== Your goal ==
Copy every line below that has the word "arch" in it.

___ Extracted entries

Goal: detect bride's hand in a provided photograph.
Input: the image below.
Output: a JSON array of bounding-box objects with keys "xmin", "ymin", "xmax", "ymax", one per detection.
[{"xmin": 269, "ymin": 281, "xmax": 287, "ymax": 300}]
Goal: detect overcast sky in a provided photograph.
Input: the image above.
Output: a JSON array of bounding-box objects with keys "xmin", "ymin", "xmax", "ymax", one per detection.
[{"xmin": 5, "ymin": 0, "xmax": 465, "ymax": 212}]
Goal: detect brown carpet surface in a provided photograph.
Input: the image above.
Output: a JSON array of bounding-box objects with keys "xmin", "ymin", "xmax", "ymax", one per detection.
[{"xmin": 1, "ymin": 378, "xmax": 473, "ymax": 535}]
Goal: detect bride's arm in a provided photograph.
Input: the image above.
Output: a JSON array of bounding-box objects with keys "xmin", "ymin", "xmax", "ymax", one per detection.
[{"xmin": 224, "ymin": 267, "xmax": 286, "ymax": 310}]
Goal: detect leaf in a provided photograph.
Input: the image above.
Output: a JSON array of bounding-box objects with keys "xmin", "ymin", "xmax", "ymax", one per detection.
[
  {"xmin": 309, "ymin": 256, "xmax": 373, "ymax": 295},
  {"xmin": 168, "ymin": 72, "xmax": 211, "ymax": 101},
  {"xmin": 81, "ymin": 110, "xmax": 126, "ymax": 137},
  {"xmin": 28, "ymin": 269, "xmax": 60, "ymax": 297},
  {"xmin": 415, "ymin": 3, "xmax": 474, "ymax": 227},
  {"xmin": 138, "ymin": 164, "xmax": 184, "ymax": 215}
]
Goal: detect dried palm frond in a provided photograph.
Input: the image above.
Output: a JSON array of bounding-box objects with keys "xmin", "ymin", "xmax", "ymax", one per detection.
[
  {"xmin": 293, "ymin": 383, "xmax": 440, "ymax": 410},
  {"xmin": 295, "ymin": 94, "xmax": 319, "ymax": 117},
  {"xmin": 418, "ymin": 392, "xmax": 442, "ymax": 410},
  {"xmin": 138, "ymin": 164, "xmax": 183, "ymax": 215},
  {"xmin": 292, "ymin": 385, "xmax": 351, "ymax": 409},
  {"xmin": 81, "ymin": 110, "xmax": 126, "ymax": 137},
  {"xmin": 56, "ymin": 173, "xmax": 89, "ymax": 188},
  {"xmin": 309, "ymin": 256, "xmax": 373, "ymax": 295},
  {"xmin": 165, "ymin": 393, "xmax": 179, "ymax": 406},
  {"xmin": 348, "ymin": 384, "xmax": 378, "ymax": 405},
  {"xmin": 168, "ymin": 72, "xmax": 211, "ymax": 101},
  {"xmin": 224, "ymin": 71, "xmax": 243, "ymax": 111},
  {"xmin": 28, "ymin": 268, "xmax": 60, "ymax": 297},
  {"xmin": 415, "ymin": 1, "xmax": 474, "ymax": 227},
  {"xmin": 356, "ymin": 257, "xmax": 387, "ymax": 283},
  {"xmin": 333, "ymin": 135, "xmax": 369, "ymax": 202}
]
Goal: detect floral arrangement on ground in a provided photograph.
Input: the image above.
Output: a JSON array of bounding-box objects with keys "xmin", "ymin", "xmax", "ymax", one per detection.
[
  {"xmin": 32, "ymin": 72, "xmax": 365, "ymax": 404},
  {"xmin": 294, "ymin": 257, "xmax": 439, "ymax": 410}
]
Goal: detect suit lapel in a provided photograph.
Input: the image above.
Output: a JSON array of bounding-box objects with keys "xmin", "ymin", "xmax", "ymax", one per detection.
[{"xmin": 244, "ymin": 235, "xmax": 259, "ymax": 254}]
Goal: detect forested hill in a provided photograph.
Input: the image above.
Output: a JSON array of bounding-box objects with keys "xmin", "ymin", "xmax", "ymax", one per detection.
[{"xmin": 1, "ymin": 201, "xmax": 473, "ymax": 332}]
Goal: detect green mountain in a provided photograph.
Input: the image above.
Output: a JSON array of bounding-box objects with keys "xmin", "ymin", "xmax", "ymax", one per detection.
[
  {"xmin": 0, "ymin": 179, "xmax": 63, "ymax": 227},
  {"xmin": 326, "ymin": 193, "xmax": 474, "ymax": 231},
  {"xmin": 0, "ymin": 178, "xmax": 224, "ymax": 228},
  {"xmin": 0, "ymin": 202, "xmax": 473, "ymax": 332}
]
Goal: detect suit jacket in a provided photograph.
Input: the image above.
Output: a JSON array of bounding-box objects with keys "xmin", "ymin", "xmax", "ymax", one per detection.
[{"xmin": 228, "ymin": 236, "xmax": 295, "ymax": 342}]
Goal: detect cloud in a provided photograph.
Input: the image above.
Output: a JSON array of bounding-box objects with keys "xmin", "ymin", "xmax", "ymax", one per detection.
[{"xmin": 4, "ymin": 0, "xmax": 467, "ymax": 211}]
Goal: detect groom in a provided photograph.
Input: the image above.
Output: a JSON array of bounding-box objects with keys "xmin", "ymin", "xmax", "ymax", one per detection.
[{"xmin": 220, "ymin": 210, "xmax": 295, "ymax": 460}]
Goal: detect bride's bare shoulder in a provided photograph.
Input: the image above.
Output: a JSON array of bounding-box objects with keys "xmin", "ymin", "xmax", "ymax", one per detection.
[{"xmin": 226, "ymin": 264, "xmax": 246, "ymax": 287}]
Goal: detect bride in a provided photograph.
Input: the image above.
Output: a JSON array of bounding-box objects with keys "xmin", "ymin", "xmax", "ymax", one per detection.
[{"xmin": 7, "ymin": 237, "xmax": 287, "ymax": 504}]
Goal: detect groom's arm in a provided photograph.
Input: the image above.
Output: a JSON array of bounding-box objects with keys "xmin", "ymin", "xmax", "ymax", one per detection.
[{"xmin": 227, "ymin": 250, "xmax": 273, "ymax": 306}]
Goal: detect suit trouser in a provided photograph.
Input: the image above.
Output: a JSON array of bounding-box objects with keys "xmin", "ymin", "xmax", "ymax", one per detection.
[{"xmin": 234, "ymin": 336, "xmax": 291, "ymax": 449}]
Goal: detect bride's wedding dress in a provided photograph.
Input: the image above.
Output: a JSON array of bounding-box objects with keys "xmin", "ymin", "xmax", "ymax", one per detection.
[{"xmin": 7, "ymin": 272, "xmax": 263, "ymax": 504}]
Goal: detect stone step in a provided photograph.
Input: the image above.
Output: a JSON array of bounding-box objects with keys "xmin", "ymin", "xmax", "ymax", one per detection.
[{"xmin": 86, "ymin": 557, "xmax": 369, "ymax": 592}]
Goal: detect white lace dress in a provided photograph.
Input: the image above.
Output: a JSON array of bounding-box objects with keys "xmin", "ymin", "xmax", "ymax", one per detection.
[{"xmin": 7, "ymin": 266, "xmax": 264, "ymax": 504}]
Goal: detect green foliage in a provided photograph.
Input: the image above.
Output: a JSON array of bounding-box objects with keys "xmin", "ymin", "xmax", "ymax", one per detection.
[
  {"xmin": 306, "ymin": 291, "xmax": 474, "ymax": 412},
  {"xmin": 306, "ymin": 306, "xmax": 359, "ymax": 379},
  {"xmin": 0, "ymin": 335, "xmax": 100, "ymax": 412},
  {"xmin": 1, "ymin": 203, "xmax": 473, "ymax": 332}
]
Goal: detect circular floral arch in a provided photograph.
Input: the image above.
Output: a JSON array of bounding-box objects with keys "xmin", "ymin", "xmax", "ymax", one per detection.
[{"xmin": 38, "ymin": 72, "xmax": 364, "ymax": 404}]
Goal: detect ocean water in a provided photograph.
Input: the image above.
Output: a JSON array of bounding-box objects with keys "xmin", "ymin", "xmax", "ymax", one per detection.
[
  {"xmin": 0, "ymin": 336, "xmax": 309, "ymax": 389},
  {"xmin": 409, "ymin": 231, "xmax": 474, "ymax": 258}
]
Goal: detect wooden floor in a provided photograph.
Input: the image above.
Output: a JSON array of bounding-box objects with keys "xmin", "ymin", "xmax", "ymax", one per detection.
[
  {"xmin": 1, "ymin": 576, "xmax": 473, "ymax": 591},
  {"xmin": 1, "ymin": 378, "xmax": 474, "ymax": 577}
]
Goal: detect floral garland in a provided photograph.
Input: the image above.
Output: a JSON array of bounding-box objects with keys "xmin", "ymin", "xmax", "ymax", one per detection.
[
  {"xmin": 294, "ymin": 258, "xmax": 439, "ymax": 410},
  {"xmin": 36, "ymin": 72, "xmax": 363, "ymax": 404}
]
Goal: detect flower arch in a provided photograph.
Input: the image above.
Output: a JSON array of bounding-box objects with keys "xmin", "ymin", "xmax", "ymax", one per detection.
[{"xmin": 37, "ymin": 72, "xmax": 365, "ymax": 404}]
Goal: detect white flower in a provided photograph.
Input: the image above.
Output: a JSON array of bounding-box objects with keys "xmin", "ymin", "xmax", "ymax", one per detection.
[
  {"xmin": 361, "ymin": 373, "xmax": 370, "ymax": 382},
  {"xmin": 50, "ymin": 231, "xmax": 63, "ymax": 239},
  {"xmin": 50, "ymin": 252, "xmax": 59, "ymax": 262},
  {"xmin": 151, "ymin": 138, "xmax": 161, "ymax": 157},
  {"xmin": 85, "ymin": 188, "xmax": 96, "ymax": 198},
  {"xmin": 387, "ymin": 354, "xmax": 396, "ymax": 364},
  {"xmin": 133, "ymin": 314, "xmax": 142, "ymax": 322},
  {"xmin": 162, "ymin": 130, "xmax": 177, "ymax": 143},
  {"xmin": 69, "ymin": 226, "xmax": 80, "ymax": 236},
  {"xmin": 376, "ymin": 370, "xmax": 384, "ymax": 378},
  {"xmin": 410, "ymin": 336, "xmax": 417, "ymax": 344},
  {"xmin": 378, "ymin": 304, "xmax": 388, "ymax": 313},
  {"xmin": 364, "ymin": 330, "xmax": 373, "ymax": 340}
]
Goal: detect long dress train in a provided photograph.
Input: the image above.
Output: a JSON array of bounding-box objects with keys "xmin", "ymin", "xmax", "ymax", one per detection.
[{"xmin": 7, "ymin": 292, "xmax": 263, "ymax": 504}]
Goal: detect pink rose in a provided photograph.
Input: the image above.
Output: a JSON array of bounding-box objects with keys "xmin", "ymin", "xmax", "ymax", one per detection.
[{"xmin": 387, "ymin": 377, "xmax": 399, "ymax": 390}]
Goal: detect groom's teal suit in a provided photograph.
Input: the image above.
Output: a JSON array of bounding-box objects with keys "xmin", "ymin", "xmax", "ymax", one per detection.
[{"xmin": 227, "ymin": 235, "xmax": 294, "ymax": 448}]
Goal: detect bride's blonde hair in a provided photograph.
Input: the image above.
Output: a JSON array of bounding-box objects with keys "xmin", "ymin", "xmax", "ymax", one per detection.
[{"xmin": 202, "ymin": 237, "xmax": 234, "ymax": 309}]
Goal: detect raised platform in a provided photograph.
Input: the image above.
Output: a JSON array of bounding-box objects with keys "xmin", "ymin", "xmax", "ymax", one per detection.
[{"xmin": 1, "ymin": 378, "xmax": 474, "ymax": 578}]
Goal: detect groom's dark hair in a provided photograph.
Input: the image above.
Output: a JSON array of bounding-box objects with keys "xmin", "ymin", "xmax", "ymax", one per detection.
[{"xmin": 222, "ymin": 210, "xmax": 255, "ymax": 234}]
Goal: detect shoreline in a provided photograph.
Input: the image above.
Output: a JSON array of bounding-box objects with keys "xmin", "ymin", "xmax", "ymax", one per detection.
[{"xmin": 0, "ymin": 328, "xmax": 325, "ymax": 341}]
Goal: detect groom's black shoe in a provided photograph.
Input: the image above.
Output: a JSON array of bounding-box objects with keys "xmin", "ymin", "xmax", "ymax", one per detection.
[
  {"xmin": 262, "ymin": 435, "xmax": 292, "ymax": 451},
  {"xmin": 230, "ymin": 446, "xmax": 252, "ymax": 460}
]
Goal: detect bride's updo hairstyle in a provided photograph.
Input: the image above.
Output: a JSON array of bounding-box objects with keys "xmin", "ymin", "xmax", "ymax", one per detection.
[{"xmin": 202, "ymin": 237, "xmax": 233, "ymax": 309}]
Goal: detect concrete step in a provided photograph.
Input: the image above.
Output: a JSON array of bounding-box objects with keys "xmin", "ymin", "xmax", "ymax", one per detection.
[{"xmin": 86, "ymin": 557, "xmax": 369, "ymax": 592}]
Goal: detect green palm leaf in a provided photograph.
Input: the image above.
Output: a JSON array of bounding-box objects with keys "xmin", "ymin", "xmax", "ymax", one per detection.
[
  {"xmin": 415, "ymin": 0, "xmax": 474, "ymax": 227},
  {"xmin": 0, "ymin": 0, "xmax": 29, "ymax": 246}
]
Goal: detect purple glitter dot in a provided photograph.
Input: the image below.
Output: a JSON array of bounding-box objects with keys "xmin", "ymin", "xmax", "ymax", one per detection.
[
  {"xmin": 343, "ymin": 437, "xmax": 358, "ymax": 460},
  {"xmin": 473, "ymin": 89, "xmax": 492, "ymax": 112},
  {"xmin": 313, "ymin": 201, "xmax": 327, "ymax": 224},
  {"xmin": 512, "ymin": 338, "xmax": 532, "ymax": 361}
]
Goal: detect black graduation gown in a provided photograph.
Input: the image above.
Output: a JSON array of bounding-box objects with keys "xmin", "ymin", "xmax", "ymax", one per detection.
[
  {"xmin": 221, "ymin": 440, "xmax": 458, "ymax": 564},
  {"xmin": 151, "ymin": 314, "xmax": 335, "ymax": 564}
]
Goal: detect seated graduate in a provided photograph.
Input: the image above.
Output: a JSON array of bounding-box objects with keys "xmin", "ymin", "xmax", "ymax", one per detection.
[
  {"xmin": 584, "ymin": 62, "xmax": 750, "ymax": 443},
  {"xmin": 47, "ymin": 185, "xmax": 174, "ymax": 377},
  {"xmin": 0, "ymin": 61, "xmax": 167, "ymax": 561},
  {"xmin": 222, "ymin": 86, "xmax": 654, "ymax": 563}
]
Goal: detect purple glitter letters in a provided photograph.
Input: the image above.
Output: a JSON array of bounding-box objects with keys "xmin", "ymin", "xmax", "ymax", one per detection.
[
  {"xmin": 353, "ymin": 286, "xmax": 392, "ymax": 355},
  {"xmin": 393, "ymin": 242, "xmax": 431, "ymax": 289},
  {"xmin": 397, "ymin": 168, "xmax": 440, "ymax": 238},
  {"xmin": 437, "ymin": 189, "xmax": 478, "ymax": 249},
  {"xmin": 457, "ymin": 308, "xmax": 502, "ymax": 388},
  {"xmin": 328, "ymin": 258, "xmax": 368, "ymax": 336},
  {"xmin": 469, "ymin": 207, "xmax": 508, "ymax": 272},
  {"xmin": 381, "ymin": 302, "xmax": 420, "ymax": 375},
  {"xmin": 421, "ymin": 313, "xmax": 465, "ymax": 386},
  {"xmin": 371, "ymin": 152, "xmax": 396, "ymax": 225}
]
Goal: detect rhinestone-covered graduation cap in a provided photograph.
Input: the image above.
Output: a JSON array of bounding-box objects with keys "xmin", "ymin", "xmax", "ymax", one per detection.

______

== Solution for this problem ==
Goal: detect circular floral arch in a provided photograph.
Goal: detect flower arch in a provided photograph.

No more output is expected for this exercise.